**Collection entries**
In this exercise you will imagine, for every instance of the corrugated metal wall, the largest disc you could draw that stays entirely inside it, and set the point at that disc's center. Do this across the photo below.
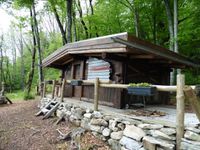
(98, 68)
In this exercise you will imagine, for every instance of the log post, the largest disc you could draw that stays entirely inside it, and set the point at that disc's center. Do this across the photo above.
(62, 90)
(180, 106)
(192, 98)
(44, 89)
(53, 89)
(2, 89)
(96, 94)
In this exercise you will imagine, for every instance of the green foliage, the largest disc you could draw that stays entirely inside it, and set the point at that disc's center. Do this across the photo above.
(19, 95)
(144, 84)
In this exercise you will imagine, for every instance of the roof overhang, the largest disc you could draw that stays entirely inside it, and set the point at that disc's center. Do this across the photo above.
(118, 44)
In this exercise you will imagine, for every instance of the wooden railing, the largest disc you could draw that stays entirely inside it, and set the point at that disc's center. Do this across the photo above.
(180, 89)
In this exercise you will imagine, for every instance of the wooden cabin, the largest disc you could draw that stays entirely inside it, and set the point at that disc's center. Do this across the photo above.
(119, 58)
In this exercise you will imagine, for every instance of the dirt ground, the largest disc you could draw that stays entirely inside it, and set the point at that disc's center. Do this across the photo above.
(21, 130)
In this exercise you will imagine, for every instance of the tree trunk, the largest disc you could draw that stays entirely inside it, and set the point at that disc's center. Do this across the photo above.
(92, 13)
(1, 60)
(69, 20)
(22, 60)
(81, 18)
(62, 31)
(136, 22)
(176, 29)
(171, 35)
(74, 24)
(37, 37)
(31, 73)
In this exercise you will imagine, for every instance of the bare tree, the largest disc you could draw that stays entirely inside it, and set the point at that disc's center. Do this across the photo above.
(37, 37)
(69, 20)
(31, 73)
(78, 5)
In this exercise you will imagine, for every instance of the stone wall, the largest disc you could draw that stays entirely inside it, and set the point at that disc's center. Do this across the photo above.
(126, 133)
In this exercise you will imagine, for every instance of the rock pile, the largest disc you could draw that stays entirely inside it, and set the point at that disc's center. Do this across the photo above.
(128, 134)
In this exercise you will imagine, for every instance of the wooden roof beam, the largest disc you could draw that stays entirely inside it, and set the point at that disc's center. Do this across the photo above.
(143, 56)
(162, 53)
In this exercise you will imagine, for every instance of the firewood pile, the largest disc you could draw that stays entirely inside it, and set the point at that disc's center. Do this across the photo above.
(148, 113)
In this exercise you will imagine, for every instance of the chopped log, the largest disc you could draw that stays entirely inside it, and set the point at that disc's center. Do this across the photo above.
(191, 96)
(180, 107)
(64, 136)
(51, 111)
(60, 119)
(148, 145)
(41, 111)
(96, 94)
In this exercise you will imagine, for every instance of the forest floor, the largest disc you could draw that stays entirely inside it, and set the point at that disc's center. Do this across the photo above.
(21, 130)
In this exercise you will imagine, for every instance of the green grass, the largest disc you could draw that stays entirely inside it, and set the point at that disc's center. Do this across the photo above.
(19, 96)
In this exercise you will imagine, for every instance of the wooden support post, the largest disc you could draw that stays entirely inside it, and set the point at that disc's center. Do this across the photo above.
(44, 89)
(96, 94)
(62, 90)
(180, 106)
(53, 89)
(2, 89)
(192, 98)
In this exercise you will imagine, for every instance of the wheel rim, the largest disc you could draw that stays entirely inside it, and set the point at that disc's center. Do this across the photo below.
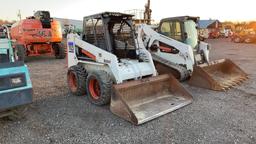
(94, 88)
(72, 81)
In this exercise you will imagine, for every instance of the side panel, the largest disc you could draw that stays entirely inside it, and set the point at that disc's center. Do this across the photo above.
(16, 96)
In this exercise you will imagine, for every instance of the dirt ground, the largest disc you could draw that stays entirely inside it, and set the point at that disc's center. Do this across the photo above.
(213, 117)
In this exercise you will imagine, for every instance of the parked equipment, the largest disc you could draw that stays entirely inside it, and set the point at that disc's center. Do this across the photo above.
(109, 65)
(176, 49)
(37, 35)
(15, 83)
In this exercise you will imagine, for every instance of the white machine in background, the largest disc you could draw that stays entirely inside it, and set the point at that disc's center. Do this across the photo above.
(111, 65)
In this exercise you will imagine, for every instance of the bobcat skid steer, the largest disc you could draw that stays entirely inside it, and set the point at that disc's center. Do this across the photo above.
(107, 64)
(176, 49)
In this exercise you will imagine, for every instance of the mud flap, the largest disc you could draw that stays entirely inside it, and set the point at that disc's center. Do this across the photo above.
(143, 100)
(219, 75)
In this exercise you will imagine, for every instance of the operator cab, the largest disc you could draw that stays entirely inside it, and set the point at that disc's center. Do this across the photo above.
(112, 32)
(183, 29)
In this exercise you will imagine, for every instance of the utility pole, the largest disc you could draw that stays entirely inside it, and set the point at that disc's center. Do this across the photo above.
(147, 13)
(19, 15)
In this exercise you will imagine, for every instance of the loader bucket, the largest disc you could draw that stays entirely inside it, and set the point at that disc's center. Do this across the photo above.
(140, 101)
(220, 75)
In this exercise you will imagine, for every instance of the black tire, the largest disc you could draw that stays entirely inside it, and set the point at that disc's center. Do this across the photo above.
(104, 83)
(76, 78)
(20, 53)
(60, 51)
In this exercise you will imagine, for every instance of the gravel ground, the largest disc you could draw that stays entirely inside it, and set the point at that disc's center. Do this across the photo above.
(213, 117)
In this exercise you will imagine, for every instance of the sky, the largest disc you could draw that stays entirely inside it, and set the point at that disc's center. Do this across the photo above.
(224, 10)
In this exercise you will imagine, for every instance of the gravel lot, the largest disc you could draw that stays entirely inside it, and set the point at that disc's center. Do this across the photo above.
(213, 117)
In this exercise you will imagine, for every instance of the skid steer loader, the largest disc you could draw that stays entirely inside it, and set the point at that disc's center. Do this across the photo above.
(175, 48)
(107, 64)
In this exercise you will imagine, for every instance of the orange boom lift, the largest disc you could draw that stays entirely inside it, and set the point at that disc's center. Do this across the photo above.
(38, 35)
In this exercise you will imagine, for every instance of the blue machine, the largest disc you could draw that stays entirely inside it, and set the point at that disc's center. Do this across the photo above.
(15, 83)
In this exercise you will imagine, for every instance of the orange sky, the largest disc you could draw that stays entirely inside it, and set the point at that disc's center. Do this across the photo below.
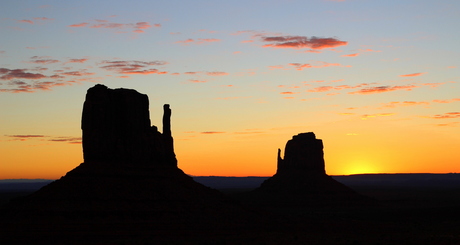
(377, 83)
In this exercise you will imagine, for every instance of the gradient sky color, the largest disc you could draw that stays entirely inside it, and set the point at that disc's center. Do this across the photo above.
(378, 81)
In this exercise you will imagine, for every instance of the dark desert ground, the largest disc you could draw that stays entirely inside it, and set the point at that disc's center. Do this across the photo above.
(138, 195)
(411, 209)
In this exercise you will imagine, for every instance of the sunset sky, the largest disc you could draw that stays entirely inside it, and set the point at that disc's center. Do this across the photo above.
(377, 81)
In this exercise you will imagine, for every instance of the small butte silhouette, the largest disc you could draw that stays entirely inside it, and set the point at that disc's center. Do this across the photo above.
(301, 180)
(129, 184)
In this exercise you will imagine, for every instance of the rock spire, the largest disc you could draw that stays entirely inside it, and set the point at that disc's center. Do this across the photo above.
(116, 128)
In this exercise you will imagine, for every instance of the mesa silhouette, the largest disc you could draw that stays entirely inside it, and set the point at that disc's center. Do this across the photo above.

**EXERCISE DESCRIPTION**
Once the pictures are set aside, the remaining data must be transcribed exactly.

**OUTPUT FOR THIS TASK**
In this exercise you will imagine, for every instance of the corrugated metal wall, the largest disc you could draw that stays entirely inside it, and set the point at that disc's center. Do this across the photo below.
(98, 68)
In this exercise you will imagine, for every instance of the log post, the largest disc you could draw that stays entirely inside it, and set the point at that disc's center. Do this across the photo above.
(62, 90)
(180, 106)
(192, 98)
(44, 89)
(53, 89)
(2, 89)
(96, 94)
In this exercise you will imagine, for every instance of the green foliage, the largest disc you could draw that stays entirely inside it, and set the point at that disc's center. Do this across the photo above.
(19, 95)
(144, 84)
In this exercise you will imagine, for every instance of the roof overhang, the largest disc you could draw that stays entirely inside it, and set the point at that disc's center. Do this across the photo above.
(118, 44)
In this exercise you will imagine, for every instance of the wooden railing, the largest disc you could draw that stays entirely inside it, and set the point at that disc's center. Do this across the photo above.
(180, 89)
In this exercise you will imagine, for every instance of the wooden cabin, the largest disc you could draw that stays entirely inside it, and set the point at that disc's center. Do this across the photo above.
(119, 58)
In this exercise you will imagine, for every instance of the dirt ground, the largest disc you could draw that stays entirely inside it, and set the point at that disc's center. Do this across the photo above.
(21, 130)
In this exercise you will imagine, for every instance of the tree trunk, the largest disc you could draw that stays entirely inside it, and set the point at that disc's center. Do this across the photo above.
(92, 13)
(1, 60)
(69, 20)
(22, 60)
(81, 18)
(62, 31)
(136, 22)
(176, 29)
(171, 35)
(74, 24)
(37, 37)
(31, 73)
In this exercise you will imagine, for every instance of the bare tree, the largest disc you could draw that stays entirely inside it, and set the point at that disc's center. Do this across the photo above.
(37, 37)
(69, 20)
(31, 73)
(78, 5)
In this exercise you will imagine, for every instance of the stone wall, the largest disc you could draw that stays entirely inside it, and set the point at that disc's center. Do this across the photo above.
(126, 133)
In this exercise you will imagine, for every instance of the rock pile, the largest disc you could draw that stays entirely inside it, and set the point at that disc's center. Do this across the photo above.
(128, 134)
In this exercise you will imagine, for every instance of the wooden roof beam, the largest disc you could draw that stays entirely inside it, and set the point at that disc's center. Do this across the photo above.
(143, 56)
(162, 53)
In this exercise you will imagine, for every instance of the firewood pile, the largest disc you could draw that stays entirely inside it, and set the point at that disc's center. Do this across the photo above.
(148, 113)
In this exercise you will imagine, for every instance of the chopped log, the largest disc you could draw that stays entirely inside it, and set the point at that disc's center. Do this across the photo above.
(191, 96)
(180, 107)
(64, 136)
(51, 111)
(60, 119)
(148, 145)
(41, 111)
(96, 94)
In this exercise you will imagine, for every instance of the forest floor, the largest disc you could draw that stays entirely inside it, and set the point at that disc's center. Do this across the photo above.
(21, 130)
In this exercise you will imagine, for every instance of the green grass, the largest disc you could draw that stays entirely inside it, and set the point at that disc's center. Do this across the photo above.
(19, 96)
In this exercise you will imagine, for every instance of the wooden support post, the largest disc you could draw that stays entirely inside it, and set the point at that disc's center. Do this across the photo above.
(44, 89)
(96, 94)
(62, 90)
(180, 106)
(53, 89)
(2, 89)
(192, 98)
In this exercise you will imagine, for every instance of the wheel rim, the largest disc you could draw that stays entirely inside it, and set the point at that disc's center. Do this across the photo below.
(94, 88)
(72, 81)
In this exercise you will imagine, for every instance of the side panel, the largest disc you could draw that stays entirely inside it, and set the point at that disc's center. Do this across the photo above.
(16, 96)
In this exercise you will imagine, for every instance of the dirt ground, the largest disc you could draw that stays entirely inside it, and set the point at that disc's center. Do this across the photo above.
(213, 117)
In this exercise you will imagine, for every instance of the parked equipment, the largest disc you could draw that stays entirely inside it, and set the point at that disc's center. Do this across the photo above.
(109, 65)
(176, 49)
(37, 35)
(15, 83)
In this exercise you will imagine, for every instance of the white machine in background, the largest disc you could draw that stays entirely inside it, and set the point at that disc's center. Do this across the photo above.
(111, 65)
In this exercise you will imagine, for every instance of the bobcat skid steer, the largest disc you could draw that stays entirely inside it, and set the point at that disc's center. Do this across the photo above.
(107, 64)
(176, 49)
In this exercise you will imagine, for every instance of the mud flap, the largest disc you could draw that stays entirely inside it, and set the point at that disc's center. Do this across the photo above.
(143, 100)
(219, 75)
In this exercise you will imagine, for every instance of the operator cab, the largest disc you could draw that stays entirely inside it, and set the point at that disc's center. Do this across the photo above.
(112, 32)
(183, 29)
In this exercise you will imagine, for every instance of the utility pole, the largest disc you could draw that stays entirely inside it, and set the point at that disc's center. Do this across the photo above.
(147, 13)
(19, 15)
In this exercise you will imagine, for every instance of the loader bucket, the largest disc you could draw that stays entirely inside it, and set the point at that disc's center. Do this across the photo above.
(140, 101)
(220, 75)
In this exercise you will imagine, for every instance of the black tire, the largest disc you could draw that stays entirely inside it, and set the point at that disc's center. Do this across the photo above.
(104, 83)
(76, 78)
(20, 53)
(60, 51)
In this exercise you will imagine, for every instance of the gravel ground, the largest disc you could draw that stays entirely inside it, and set the point at that disc's center. Do this across the photo above.
(213, 117)
In this exercise you will imagine, for every instance of the sky, the largest disc you could draw that stays entirely inside it, and set the point at that disc's center. Do this across the photo above.
(224, 10)
In this exercise you will imagine, for every instance of the gravel lot, the largest disc you could draw that stays entirely inside it, and set the point at that disc's center. Do this across the photo above.
(213, 117)
In this exercise you will imagine, for every instance of the skid steer loader, the largest disc you could draw that stays entirely inside it, and set the point at that disc's center. Do this across the photo above.
(175, 48)
(107, 64)
In this exercise you will imagine, for every instance of the orange boom lift, the largest disc you could draw that stays entirely inside it, and set the point at that disc's center. Do this across the photo above.
(38, 35)
In this exercise you will imagine, for every instance of the blue machine, the largest disc you could draw that stays entirely inside it, and set the point at that disc's center. Do this across the photo above.
(15, 83)
In this exercise you will imagine, for every instance of the orange sky, the largest disc you could draw that stays entirely inside it, and set the point at that disc's center. Do this across the photo below.
(377, 83)
In this exercise you will imagine, for every instance of the gradient sky color, the largest disc you could draw that stays entirely inside it, and set the point at that disc's center. Do this across the photo above.
(378, 81)
In this exercise you will imagine, for every instance of the dark desert ground, the largest disc you could draw that stays entirely inside it, and set the point at that disc's center. Do this across the photo above.
(138, 195)
(411, 209)
In this exercise you will imagine, for every instance of the sunset sky, the largest disc you could draw that stays entirely inside it, and set the point at that disc's center. Do this across the photo above.
(377, 81)
In this exercise you will imagine, for every instance of the small butte silhouette, the largest disc you could draw that stays entirely inside it, and set the point at that disc's center. Do this across the photo above.
(301, 180)
(129, 184)
In this exercise you will imagine, for every instance of the rock spire, the largest disc you could draw that stays entirely inside it, and set the point at that disc's center. Do this across the photo above.
(116, 128)
In this exercise you will imagine, for every instance of the mesa silhouette, the largest disc you could draw that stays entirely inside it, and set the point at that disc's center. Do this across the photo above.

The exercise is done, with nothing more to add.